- Exercise:
Put the lines into a Markdown table with the columns Row and Line, numbering each row and leaving out blank lines. Start at the line that contains "outline wooden bench" and stop after the line that contains "M 283 79 L 287".

- Data to process:
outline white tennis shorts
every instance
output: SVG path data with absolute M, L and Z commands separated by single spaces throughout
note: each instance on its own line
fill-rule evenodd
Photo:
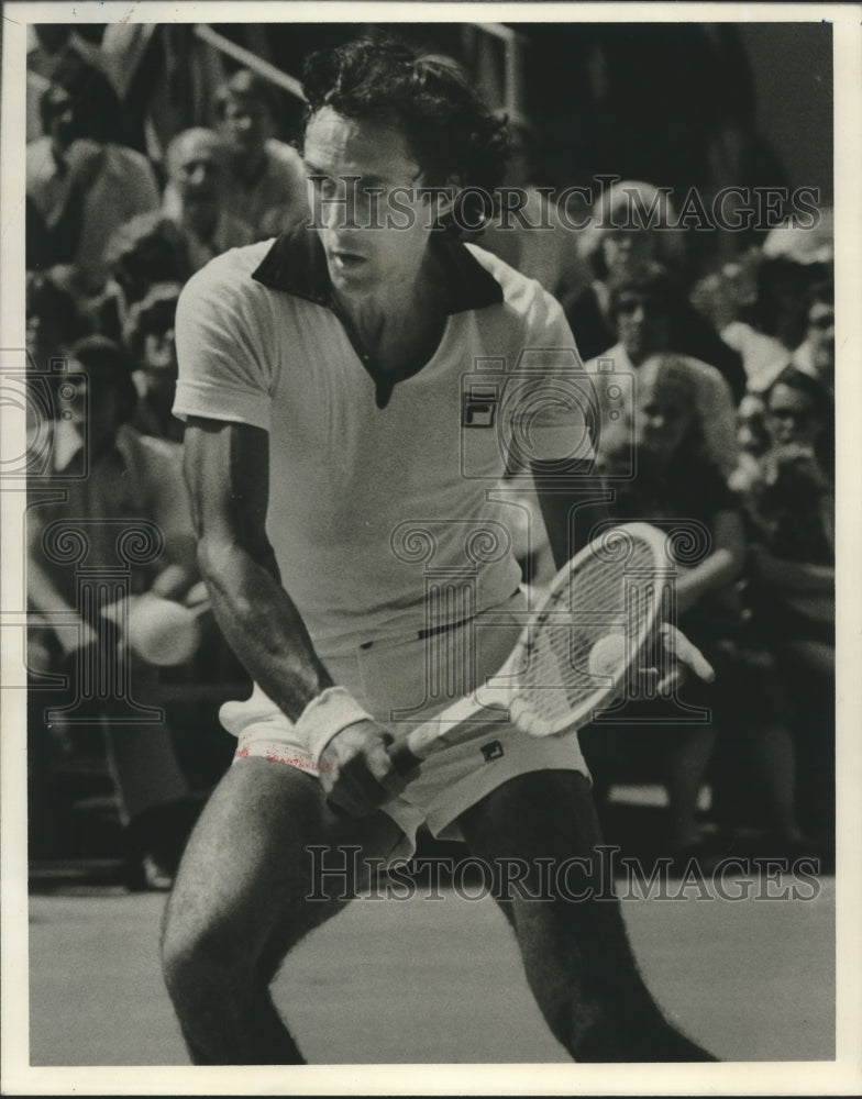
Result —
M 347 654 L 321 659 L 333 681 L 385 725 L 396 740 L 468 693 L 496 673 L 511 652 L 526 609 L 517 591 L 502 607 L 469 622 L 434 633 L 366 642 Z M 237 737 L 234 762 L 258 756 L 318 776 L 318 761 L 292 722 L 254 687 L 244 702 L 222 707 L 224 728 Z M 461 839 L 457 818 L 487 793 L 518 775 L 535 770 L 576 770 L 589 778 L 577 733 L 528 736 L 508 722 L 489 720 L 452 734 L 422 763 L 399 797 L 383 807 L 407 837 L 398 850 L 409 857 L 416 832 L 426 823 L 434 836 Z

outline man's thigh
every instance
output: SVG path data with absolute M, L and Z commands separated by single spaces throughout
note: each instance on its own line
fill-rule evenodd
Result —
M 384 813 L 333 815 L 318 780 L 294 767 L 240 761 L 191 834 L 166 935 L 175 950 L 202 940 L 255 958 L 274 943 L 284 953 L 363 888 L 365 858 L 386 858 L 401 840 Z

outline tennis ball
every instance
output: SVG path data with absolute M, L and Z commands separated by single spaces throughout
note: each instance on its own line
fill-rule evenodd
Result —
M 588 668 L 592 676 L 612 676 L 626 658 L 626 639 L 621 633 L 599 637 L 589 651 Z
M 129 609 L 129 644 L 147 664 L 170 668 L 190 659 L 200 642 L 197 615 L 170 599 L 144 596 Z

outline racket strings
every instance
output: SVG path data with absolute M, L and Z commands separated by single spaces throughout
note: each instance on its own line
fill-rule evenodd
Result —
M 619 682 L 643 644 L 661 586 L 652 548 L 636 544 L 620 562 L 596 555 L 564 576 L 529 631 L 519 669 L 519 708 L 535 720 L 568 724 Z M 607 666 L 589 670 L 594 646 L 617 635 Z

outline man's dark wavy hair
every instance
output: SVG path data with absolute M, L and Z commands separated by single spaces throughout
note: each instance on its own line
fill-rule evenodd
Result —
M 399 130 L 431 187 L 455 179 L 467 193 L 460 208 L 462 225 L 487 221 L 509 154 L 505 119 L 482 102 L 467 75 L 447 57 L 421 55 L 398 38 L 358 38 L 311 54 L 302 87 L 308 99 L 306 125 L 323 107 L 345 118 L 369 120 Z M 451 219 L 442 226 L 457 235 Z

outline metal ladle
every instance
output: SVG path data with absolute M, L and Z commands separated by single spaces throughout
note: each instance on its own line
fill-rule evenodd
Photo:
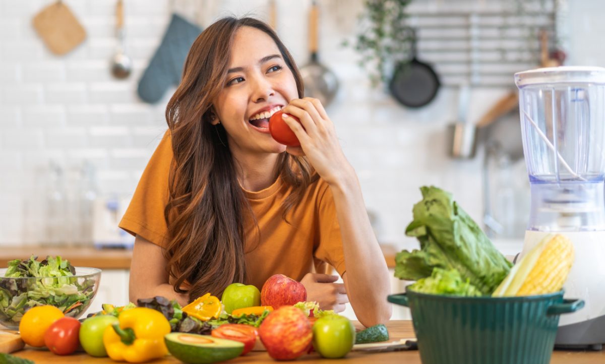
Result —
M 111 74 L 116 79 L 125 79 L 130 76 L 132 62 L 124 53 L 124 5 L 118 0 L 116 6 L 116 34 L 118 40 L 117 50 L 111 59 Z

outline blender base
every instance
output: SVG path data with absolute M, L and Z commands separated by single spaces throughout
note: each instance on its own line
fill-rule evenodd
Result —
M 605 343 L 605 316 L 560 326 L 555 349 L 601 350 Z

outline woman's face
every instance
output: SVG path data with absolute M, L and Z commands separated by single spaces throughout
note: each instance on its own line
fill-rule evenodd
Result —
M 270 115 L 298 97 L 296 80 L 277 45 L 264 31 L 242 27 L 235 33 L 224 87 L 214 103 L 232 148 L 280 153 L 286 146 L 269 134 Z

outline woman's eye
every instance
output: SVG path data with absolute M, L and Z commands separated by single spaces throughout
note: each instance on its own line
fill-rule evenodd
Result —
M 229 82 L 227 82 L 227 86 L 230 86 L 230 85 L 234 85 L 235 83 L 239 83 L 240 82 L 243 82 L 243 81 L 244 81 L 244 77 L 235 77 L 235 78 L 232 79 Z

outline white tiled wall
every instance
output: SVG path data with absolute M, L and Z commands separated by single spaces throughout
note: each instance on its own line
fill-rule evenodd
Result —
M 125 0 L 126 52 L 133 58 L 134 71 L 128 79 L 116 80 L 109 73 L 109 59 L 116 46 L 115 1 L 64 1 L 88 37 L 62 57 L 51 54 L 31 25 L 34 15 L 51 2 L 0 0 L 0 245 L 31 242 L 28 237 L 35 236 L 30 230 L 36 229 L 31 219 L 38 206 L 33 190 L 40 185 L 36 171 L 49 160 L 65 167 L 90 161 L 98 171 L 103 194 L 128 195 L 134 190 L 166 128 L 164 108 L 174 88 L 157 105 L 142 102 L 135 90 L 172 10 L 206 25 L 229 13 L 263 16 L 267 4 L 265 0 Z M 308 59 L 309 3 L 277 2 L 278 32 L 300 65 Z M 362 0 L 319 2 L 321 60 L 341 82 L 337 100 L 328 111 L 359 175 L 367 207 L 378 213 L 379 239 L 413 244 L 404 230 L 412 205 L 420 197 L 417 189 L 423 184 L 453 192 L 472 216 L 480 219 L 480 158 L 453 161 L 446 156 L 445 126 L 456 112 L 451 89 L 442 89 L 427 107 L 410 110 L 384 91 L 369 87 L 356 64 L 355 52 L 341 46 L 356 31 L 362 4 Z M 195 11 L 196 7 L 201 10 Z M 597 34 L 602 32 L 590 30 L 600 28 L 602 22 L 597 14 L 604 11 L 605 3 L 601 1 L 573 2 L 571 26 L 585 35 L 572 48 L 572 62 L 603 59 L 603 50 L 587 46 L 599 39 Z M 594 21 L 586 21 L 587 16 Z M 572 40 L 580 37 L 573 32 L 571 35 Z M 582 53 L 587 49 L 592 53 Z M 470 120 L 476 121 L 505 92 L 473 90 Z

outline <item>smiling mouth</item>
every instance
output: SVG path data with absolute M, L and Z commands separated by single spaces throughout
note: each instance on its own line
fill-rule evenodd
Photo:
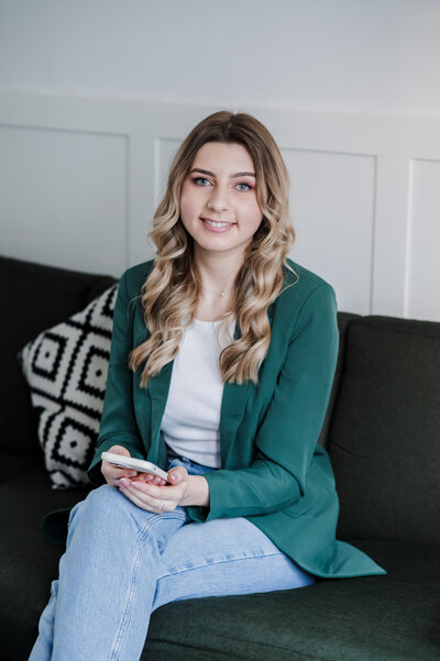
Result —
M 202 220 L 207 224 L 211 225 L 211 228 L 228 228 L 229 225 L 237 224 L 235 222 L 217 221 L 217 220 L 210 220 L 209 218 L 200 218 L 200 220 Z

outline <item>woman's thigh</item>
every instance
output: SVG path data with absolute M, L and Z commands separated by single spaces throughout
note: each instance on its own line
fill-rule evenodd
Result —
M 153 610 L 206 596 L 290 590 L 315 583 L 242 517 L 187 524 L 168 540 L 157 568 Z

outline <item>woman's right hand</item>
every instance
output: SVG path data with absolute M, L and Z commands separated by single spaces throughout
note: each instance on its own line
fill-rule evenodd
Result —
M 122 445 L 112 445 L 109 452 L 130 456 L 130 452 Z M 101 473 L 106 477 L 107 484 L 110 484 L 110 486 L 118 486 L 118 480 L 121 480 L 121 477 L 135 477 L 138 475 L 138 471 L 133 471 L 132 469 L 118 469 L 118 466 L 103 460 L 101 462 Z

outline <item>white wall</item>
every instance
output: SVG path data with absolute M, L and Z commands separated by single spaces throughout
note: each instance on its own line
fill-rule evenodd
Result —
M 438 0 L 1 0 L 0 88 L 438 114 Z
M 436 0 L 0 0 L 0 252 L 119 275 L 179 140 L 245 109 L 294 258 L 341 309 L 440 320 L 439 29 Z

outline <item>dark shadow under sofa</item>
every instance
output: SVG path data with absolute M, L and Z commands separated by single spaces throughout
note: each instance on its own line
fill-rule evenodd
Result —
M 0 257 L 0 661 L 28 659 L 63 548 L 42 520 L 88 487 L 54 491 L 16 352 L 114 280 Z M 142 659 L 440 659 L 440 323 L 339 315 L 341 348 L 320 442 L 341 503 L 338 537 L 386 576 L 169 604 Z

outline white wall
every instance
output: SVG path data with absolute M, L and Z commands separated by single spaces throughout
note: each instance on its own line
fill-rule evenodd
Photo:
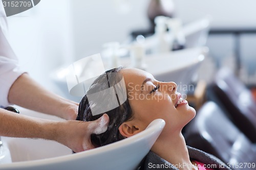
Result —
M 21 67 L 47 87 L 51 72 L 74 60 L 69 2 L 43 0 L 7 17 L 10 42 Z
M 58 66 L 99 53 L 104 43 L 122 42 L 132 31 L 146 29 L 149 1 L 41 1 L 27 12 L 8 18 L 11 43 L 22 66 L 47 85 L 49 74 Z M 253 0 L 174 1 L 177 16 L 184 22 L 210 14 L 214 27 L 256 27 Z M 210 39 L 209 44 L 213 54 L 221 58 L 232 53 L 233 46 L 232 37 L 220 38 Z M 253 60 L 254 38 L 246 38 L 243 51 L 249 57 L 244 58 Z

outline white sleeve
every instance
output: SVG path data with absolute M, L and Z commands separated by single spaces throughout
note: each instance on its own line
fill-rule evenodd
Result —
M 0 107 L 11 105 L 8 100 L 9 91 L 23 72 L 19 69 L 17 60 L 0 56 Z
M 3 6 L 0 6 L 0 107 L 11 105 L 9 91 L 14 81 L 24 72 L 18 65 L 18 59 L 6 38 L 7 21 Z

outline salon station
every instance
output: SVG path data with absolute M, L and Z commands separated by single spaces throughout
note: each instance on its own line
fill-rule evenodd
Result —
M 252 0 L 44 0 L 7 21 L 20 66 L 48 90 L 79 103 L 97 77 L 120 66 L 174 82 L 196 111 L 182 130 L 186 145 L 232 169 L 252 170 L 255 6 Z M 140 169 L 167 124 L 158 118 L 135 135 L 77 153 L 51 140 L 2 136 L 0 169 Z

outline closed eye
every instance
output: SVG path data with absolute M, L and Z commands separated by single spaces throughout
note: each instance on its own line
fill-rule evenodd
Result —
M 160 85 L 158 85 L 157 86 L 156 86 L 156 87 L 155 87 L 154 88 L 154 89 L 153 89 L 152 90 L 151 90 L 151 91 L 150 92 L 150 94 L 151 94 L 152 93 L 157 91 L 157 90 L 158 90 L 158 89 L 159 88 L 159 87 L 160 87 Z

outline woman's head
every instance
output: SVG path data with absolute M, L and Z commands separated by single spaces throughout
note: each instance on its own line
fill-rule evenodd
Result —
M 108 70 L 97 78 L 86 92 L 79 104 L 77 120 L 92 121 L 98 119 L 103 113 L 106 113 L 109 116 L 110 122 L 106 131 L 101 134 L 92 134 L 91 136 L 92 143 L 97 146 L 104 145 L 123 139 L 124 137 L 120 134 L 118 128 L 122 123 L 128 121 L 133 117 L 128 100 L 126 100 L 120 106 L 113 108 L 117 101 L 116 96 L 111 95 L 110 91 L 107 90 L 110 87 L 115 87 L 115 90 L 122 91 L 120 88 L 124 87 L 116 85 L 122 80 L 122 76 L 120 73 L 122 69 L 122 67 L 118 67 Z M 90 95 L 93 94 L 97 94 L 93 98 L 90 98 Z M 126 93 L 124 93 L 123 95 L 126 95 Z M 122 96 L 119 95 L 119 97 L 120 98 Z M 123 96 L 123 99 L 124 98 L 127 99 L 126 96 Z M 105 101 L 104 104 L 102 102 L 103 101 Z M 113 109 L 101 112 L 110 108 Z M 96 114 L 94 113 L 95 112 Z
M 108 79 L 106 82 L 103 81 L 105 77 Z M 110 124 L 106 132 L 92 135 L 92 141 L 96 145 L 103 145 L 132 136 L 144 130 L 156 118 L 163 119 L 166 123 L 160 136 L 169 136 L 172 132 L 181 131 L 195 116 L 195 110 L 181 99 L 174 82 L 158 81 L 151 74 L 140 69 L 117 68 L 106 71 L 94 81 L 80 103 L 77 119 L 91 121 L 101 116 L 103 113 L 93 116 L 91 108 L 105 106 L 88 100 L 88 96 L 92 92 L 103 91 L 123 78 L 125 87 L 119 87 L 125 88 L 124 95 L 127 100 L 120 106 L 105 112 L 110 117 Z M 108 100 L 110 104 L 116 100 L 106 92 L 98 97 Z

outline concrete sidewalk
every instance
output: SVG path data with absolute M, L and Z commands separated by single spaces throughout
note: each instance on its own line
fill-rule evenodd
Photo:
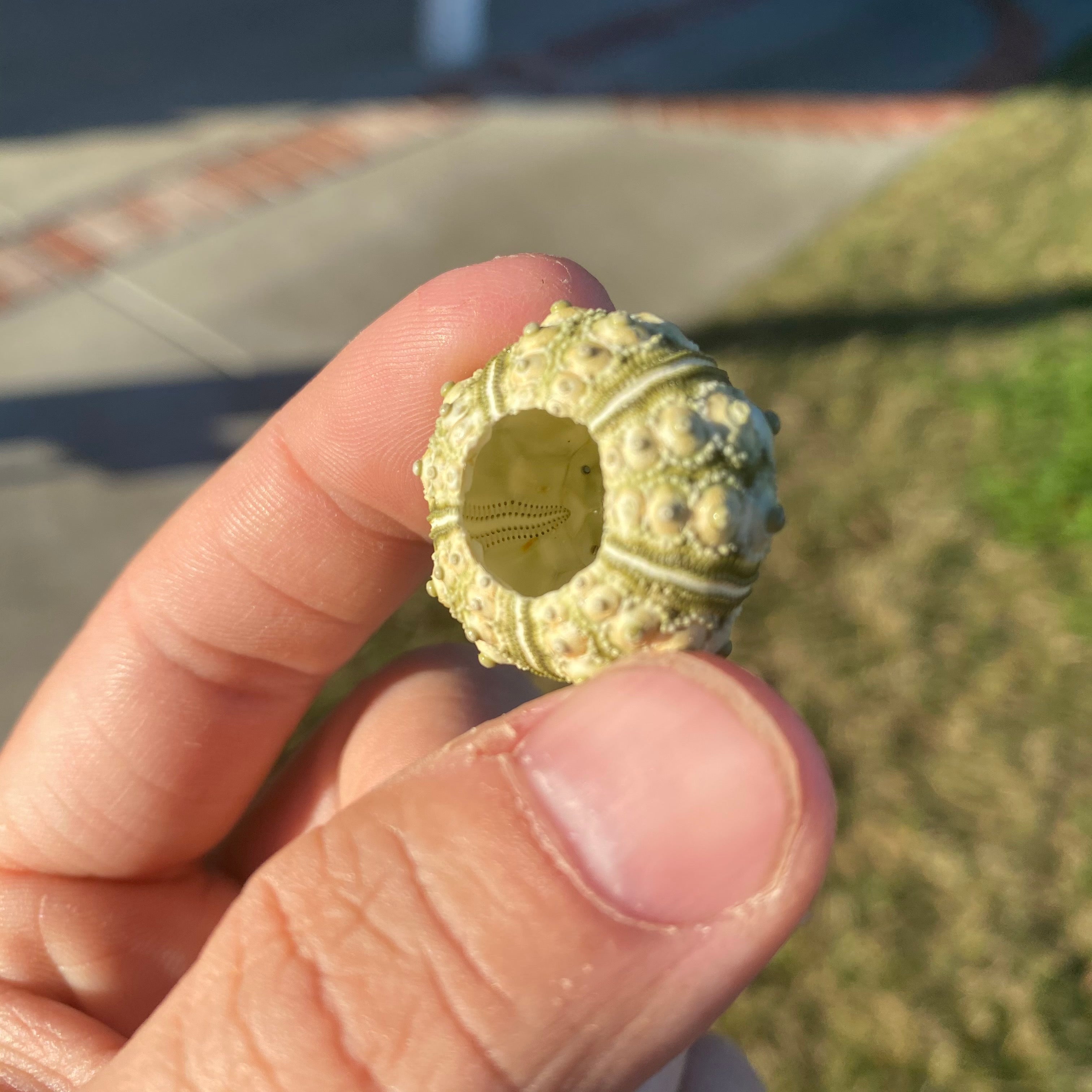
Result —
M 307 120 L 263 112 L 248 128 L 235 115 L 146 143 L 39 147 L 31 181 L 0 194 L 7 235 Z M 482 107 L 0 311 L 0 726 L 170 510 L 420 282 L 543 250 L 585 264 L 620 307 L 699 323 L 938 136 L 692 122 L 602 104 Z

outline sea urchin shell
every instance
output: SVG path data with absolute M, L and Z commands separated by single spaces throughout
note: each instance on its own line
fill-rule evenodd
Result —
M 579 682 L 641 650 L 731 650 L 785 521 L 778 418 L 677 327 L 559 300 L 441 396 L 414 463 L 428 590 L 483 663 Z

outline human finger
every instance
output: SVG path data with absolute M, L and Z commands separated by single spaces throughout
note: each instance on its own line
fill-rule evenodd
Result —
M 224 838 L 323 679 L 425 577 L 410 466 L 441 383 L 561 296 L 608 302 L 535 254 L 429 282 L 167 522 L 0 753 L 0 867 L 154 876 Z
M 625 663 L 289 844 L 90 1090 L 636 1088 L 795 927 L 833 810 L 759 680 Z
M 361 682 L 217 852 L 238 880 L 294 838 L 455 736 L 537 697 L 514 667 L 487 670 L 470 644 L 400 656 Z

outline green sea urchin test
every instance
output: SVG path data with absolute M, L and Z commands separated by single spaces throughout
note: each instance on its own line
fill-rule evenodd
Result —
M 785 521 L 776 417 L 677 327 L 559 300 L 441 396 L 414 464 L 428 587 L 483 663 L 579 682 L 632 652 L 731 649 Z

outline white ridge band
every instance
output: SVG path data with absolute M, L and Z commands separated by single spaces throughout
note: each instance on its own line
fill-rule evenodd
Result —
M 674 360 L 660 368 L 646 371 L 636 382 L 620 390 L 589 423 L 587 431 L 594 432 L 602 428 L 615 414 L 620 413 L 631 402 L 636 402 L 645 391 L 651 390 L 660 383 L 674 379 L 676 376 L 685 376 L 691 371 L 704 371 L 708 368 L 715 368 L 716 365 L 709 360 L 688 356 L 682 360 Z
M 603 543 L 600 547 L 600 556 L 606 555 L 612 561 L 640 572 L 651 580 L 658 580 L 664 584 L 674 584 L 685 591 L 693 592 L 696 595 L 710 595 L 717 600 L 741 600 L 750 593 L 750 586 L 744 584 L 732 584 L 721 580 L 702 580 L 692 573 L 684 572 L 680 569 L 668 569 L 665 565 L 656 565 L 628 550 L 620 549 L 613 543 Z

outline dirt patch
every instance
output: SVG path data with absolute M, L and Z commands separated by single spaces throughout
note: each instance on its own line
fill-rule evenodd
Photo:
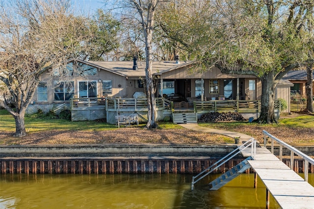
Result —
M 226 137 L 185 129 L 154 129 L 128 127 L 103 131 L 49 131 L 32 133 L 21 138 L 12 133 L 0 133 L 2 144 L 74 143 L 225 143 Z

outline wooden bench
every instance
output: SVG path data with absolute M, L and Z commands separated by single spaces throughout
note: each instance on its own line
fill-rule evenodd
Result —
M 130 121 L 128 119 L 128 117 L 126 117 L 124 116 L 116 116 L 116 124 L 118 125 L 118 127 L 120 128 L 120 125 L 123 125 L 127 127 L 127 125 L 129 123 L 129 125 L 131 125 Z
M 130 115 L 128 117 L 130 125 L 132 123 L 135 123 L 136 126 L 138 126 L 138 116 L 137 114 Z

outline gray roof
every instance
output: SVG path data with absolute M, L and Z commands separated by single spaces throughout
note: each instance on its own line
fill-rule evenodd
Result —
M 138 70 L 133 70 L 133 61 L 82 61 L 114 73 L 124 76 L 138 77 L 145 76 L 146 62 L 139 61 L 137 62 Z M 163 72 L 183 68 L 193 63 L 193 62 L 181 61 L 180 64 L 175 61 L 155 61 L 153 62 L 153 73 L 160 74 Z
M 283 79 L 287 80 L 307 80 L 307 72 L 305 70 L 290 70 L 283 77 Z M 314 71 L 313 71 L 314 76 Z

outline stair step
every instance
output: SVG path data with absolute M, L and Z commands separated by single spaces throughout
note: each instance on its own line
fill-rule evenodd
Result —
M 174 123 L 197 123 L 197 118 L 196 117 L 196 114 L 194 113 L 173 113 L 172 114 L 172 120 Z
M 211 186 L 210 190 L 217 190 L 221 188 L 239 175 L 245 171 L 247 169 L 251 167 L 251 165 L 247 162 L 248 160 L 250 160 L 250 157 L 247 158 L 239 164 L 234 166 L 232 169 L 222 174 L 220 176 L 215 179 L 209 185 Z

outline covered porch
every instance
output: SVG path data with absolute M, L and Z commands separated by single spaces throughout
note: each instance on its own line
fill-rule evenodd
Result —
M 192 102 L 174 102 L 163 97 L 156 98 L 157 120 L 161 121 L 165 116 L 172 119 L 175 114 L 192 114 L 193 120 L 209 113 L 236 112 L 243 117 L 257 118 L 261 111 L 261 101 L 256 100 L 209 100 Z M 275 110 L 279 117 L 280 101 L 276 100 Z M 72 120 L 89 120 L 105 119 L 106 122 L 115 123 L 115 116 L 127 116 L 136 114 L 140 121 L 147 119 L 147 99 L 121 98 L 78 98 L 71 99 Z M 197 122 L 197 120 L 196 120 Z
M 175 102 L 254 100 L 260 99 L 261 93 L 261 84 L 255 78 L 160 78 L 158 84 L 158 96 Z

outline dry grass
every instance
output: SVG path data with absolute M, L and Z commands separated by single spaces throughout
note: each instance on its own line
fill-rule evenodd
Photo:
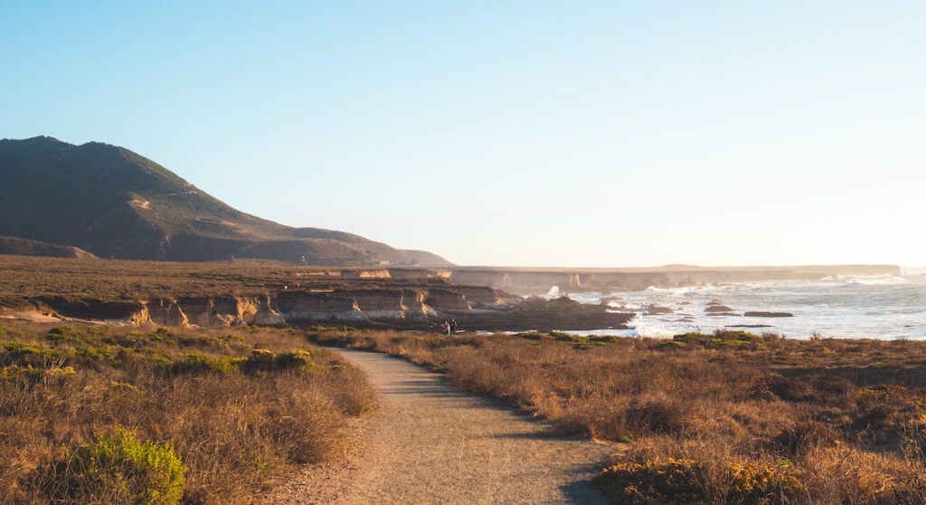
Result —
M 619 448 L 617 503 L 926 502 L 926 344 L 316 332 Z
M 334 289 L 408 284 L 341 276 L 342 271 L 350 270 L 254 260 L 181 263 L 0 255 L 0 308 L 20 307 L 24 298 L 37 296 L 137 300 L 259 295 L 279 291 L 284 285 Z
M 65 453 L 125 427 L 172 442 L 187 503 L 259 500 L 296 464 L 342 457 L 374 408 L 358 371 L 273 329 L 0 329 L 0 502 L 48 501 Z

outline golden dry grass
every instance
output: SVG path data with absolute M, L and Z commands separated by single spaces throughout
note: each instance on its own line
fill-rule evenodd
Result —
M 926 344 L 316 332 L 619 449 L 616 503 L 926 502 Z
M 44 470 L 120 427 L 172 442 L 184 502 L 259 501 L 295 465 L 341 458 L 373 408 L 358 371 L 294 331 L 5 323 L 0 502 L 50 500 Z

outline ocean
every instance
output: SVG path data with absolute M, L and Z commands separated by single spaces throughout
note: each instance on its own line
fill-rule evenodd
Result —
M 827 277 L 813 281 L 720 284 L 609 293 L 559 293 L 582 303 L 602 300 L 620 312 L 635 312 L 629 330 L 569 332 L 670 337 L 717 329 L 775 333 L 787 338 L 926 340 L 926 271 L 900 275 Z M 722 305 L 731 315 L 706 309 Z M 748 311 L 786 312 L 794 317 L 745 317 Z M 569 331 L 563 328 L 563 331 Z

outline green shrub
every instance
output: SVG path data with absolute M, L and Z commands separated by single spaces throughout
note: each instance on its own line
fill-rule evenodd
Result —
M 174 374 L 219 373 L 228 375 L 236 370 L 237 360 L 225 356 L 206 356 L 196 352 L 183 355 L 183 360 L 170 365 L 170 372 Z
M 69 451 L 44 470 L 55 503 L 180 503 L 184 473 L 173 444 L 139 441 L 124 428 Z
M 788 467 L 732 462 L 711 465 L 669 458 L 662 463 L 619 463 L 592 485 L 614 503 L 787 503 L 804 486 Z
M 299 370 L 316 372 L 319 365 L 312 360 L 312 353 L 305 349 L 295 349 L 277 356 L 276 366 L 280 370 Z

- The completed task:
| Row | Line |
|---|---|
| 1 | outline wooden bench |
| 2 | every instance |
| 3 | output: SVG path data with absolute M, L and Z commands separated by single spaces throughout |
| 4 | note: each instance on its own line |
| 5 | fill-rule evenodd |
| 6 | Result — |
| 7 | M 130 121 L 128 119 L 128 117 L 126 117 L 124 116 L 116 116 L 116 124 L 118 125 L 118 127 L 120 128 L 120 125 L 123 125 L 127 127 L 127 125 L 129 123 L 129 125 L 131 125 Z |
| 8 | M 130 115 L 128 117 L 130 125 L 132 123 L 135 123 L 136 126 L 138 126 L 138 116 L 137 114 Z |
| 9 | outline gray roof |
| 10 | every instance |
| 11 | output: SVG path data with absolute M, L and Z commands separated by single spaces throughout |
| 12 | note: each instance on its own line |
| 13 | fill-rule evenodd |
| 14 | Result — |
| 15 | M 138 70 L 133 70 L 133 61 L 82 61 L 114 73 L 124 76 L 138 77 L 145 76 L 146 62 L 139 61 L 137 62 Z M 163 72 L 183 68 L 193 63 L 193 62 L 181 61 L 180 64 L 175 61 L 155 61 L 153 62 L 153 73 L 160 74 Z |
| 16 | M 283 79 L 287 80 L 307 80 L 307 72 L 305 70 L 290 70 L 283 77 Z M 314 71 L 313 71 L 314 76 Z |